__Text under study__

-- Opening Marker --

This campaign began with the first issue of the newspaper and was systematic. It was contemporaneous with, and inspired by, the Nazi assaults on Jewish-owned businesses in Germany. In 1935, the Sepu department store in Madrid was assaulted by Falangist militants; the store's windows were broken on several occasions. That same year, Arriba wrote:
The international Jewish-Masonic conspiracy is the creator of the great evils that have arrived for humanity: such are capitalism and Marxism.

=== Franco's articles ===
Arriba carried a series of articles by Franco himself (compiled in 1952 under the title Masonería, "(Free)Masonry"). The series began on 14 December 1946 and was signed with the pseudonym Jakin Boor. The articles rant against Freemasonry, Communism, Jews, and (later in the series) the State of Israel. Israel had voted against admitting Spain into the United Nations and accused Franco's government of being complicit with and supportive of the former Nazi regime of Adolf Hitler in Germany and the former Fascist regime of Benito Mussolini in Italy. On 9 August 1949 Franco wrote an article in Arriba entitled "Alta masonería" ("High Masonry"):
The recognition of Israel, its entry into the UN, the hypocritical and unjust conduct toward Spain, the enmity against Argentina, the systematic opposition in the government of the state, the great decisions about the national order, obey exclusively the dictates of (Free)Masonry.

-- Closing Marker --

__Given information__

-- Opening Marker --

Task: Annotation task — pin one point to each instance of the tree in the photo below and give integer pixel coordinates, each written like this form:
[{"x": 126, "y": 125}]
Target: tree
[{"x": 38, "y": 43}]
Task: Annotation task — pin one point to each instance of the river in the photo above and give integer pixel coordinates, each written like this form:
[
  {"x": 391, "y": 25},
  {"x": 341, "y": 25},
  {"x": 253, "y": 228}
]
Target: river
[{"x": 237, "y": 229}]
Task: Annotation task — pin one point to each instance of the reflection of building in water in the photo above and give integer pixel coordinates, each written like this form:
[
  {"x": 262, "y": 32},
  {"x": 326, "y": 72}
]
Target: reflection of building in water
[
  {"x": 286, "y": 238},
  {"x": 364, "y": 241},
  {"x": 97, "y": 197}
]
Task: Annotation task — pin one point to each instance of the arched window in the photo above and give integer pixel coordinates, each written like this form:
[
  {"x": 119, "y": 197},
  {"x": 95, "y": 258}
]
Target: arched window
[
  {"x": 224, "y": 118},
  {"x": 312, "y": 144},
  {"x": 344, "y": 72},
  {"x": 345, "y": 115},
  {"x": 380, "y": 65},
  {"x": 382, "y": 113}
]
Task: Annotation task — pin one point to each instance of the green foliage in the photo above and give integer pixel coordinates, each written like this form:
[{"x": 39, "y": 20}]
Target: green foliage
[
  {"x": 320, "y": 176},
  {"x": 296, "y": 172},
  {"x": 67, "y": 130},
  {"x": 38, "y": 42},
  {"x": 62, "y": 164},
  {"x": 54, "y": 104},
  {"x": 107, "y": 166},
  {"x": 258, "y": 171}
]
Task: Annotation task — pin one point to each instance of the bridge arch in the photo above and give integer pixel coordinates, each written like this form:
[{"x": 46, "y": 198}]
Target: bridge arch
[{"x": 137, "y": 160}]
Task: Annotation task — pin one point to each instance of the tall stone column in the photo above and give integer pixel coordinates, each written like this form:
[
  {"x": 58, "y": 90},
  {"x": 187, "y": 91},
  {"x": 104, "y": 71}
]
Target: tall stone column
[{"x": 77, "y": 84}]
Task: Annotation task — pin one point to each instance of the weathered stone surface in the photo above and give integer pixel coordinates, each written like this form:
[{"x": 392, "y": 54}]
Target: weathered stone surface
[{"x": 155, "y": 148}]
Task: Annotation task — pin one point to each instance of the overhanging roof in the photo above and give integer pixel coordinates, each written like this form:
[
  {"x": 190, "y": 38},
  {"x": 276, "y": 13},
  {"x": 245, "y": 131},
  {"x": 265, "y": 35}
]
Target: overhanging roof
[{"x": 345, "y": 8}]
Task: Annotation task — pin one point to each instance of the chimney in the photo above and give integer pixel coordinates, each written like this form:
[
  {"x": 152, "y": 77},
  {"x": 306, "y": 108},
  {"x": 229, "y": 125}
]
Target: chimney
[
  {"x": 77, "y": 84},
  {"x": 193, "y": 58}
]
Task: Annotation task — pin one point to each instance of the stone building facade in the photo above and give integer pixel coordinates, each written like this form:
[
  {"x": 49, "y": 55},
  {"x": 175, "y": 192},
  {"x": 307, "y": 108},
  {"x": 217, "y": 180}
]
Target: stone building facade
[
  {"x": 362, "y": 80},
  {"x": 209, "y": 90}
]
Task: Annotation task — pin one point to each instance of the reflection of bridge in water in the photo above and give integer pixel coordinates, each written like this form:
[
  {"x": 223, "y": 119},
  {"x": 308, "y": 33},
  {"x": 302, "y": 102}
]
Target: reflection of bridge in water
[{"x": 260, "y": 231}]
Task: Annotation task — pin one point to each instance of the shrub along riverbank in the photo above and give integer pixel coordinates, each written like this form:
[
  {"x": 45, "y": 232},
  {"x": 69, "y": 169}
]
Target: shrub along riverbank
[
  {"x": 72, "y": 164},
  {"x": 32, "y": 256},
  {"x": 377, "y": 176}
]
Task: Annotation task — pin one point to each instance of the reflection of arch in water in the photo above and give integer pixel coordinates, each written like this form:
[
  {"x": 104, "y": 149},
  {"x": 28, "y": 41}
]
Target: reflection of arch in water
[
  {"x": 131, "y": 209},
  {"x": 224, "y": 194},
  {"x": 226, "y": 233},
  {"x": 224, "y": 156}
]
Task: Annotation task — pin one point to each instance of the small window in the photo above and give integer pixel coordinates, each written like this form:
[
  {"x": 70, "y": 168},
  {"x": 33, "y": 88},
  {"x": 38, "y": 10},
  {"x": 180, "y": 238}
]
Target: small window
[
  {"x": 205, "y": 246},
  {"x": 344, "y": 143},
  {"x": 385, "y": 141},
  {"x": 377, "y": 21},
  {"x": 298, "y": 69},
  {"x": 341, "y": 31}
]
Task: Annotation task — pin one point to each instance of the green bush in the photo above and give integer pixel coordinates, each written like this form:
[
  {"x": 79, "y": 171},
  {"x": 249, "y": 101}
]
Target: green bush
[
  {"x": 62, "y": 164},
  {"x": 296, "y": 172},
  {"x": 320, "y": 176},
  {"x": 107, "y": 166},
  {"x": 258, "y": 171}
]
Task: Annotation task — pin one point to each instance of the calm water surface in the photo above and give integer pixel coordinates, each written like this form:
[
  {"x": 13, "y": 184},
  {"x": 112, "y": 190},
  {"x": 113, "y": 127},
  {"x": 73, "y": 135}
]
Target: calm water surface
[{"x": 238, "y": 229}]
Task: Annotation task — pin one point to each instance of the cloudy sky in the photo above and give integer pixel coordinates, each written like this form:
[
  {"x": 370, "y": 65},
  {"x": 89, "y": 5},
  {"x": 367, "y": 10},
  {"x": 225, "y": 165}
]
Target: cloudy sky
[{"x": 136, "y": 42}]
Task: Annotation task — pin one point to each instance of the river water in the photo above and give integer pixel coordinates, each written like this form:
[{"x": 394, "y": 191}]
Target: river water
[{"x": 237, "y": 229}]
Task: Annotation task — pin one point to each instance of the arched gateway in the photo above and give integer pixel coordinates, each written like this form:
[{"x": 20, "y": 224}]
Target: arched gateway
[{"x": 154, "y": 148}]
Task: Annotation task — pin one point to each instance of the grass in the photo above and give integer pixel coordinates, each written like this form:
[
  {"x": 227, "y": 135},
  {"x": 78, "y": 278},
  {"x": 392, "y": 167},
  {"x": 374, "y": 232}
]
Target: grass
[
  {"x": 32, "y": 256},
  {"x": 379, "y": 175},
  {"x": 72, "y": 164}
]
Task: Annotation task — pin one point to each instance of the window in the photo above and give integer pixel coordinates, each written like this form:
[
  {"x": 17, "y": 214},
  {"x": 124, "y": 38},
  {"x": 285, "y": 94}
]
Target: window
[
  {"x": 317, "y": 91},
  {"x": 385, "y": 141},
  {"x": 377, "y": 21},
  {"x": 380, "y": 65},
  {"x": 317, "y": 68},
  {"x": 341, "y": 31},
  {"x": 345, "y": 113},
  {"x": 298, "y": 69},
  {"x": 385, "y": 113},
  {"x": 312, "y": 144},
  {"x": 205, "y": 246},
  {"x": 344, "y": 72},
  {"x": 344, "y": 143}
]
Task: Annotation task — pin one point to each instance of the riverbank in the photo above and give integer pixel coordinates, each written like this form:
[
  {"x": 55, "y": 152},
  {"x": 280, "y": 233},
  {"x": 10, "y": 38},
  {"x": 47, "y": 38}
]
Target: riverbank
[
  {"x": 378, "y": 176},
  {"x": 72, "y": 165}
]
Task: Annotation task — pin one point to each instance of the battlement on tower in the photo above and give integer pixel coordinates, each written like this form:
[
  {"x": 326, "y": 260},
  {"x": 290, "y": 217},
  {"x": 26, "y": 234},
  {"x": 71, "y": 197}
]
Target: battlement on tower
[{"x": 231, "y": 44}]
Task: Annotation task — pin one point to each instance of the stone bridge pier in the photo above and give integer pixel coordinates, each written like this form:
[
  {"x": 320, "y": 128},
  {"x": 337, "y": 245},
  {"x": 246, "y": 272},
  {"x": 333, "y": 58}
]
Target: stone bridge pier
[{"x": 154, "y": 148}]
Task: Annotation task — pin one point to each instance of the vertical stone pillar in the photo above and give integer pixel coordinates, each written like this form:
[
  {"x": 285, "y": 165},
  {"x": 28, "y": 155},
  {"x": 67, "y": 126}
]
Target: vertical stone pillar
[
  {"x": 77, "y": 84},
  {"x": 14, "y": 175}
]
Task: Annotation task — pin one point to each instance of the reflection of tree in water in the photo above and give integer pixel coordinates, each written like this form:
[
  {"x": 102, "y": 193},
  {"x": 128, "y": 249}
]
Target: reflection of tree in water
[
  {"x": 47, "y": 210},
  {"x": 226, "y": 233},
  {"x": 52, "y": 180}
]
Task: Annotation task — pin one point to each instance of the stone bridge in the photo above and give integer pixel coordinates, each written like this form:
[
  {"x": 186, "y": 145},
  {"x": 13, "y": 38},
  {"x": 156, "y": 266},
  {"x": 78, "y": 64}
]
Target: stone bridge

-- Closing Marker --

Reproduce the passage about the newspaper Arriba word for word, from "This campaign began" up to and including "capitalism and Marxism.".

This campaign began with the first issue of the newspaper and was systematic. It was contemporaneous with, and inspired by, the Nazi assaults on Jewish-owned businesses in Germany. In 1935, the Sepu department store in Madrid was assaulted by Falangist militants; the store's windows were broken on several occasions. That same year, Arriba wrote:
The international Jewish-Masonic conspiracy is the creator of the great evils that have arrived for humanity: such are capitalism and Marxism.